** Document excerpt follows **

It seems that many people are going to be deceived when a demagogue appeals to their arrogance and prejudices so that they believe that they are better that others.

It is sad that many people do not recognize that God speaks to them by natural events. They thank that they are better than others because they are rich, or white, or Western, but disease is a great leveler of people. God teaches them a lesson, but so they really learn it, or is this all show.

It saddens me that one of the reasons so many people now see church as irrelevant lies in the church’s teachings on the theodicy question. We have a major crisis – the worst one in the Western world since WWII – and some religious leaders can’t resist using the crisis to frighten people and “put them in their place” about God’s intentions towards us.

** End of Document excerpt **

Carry the reflection on the church's teachings about the crisis and the theodicy question forward from its final sentence.

** Information supplied follows **

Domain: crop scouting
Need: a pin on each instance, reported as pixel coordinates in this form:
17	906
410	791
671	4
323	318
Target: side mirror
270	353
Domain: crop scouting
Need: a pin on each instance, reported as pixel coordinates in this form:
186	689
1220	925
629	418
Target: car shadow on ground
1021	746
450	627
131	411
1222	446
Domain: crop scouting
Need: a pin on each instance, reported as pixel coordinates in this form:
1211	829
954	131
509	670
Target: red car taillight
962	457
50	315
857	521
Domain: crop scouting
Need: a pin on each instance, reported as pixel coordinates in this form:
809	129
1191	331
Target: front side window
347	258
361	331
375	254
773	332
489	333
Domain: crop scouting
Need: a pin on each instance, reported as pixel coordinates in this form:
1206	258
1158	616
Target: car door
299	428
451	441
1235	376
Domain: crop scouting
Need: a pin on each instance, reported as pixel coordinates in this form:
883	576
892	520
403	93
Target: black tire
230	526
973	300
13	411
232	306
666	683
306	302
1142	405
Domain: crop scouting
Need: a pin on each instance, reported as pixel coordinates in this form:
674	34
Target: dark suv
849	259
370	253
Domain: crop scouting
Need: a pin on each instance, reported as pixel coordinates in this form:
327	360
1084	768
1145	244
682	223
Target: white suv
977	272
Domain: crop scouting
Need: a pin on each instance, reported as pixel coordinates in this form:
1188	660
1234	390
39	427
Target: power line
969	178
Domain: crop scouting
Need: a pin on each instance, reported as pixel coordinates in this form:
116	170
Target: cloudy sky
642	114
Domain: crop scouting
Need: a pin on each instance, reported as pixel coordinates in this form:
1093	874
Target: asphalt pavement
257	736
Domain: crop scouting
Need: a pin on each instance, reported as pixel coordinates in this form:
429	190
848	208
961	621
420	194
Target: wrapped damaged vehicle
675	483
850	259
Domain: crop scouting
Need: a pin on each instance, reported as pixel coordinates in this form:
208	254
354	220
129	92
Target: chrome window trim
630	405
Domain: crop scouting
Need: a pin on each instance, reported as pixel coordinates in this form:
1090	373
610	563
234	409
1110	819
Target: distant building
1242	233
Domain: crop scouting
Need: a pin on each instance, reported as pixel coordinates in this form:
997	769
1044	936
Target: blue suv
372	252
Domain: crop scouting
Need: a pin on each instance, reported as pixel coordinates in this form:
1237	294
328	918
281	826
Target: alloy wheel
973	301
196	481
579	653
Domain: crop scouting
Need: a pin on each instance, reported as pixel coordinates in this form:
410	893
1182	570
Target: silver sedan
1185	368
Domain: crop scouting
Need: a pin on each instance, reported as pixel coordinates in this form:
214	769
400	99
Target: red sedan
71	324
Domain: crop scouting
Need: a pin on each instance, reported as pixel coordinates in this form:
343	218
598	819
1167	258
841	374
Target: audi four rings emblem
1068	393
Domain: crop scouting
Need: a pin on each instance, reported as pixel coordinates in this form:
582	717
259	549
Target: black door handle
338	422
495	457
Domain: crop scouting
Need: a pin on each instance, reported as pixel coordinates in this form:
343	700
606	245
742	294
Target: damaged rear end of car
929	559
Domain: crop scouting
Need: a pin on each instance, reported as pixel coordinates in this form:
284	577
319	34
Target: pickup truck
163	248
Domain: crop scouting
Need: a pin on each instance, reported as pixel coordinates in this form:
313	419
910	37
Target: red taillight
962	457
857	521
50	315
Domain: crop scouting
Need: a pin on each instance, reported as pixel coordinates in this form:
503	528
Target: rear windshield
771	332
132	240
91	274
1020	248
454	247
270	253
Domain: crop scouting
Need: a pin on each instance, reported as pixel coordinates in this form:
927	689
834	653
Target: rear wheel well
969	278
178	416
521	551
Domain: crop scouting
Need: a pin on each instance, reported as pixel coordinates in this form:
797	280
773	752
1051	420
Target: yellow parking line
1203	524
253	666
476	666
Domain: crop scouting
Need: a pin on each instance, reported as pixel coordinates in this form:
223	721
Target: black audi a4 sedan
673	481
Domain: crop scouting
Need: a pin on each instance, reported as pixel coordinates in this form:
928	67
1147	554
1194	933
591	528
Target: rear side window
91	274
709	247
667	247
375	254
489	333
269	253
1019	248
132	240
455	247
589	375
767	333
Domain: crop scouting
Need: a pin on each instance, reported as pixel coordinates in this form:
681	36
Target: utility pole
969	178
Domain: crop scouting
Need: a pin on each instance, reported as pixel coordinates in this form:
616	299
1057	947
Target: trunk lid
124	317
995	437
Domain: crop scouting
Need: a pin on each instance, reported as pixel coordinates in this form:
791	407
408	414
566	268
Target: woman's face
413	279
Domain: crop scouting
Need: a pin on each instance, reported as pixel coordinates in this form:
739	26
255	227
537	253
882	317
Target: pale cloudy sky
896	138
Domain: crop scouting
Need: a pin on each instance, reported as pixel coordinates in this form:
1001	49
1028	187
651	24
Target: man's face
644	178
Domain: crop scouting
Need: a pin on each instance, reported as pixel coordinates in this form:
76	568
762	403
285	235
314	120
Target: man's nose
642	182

** End of Information supplied **

(Expected answer):
God is always speaking to us, not just through natural events (i.e. the big, newsworthy ones) but also through small, everyday miracles. Most of us choose not to listen or care about everyday miracles, but they’re always there, even in the midst of a major crisis. Our task as Christians is not to point fingers at the people who are sick (because each and every sick person is a child of God who is worthy of healing) but to show people how to find their inner courage and how to use the courage that only derives from a trusting relationship with God.

Over the past few decades, we’ve had the chance to use our free will to create a collective belief in our own invincibility. Millions of people have enthusiastically embraced the idea that we can get along just fine, thank you very much, without religion, faith, the soul, or God. But now we’re beginning to see that the cost of abandoning God in our everyday lives is a rampant, widespread lack of courage and an inability to cope wisely with fear. We’ve told ourselves that we’ll be just as courageous in the face of crisis without all that stupid faith stuff. And now we’re so terrified of illness and death (despite the absolute certainty of death for all of us) that we’re destroying the world economy we all depend on. How stupid is that?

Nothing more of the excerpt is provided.